- _REQUIRED ACTIONS_
(1) In the extract on Nintendo's birthplace, what hotel opened at 342 Kagiyacho in Kyoto?
(2) State how many lines of the records contain the word "background". Give only the number.

─── SOURCE EXTRACT ───

The birthplace of Nintendo
Now converted into a hotel, we take a look at the former headquarters where the Mario maker transformed into the company we know today
Last month, the Marufukuru Hotel opened at 342 Kagiyacho in the Shimogyo-ku ward of Kyoto. Upon approach, guests might be surprised to find a small green plaque beside the entrance. Emblazoned with gold characters, the sign reads, "Playing Cards, Yamauchi Nintendo."
While not as iconic as Nintendo's beige-bricked square in south Kyoto, the building's importance should not be underestimated. Prior to its move to 342 Kagiyacho, the company operated out of a number of smaller, disparate sites. It was there that the process of consolidating Nintendo into Nintendo Co., Ltd began and, under the leadership of Hiroshi Yamauchi, pivoted to gaming and the success that has made it a global household name today.

─── RECORD SET ───

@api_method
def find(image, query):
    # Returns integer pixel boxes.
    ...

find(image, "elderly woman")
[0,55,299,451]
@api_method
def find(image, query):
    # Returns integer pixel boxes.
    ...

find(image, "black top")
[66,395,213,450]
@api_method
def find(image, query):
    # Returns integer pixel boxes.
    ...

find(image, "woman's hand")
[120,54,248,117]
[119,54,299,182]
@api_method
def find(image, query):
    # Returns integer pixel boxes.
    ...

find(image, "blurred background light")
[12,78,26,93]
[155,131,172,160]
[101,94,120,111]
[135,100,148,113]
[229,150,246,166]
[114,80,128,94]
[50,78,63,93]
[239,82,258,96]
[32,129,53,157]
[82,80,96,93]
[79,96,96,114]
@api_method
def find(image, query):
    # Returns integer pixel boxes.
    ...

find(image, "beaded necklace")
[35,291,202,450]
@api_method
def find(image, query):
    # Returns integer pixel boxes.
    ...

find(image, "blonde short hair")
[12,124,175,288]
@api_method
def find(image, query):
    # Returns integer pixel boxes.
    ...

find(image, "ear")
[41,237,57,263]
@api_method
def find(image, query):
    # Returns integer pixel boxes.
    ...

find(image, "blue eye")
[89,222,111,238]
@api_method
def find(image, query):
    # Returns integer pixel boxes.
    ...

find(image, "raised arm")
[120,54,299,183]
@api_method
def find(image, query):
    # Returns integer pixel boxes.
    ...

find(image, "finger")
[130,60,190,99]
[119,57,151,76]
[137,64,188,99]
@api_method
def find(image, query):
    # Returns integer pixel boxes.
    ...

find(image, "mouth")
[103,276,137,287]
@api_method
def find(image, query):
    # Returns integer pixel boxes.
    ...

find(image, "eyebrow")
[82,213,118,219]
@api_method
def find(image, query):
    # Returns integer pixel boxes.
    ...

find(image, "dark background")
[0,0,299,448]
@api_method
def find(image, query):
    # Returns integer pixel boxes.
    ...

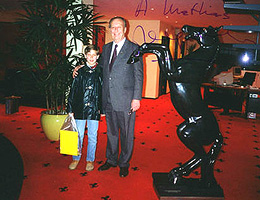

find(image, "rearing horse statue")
[128,25,223,187]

───

- _COMPLETE ANSWERS_
(1) The Marufukuru Hotel.

(2) 2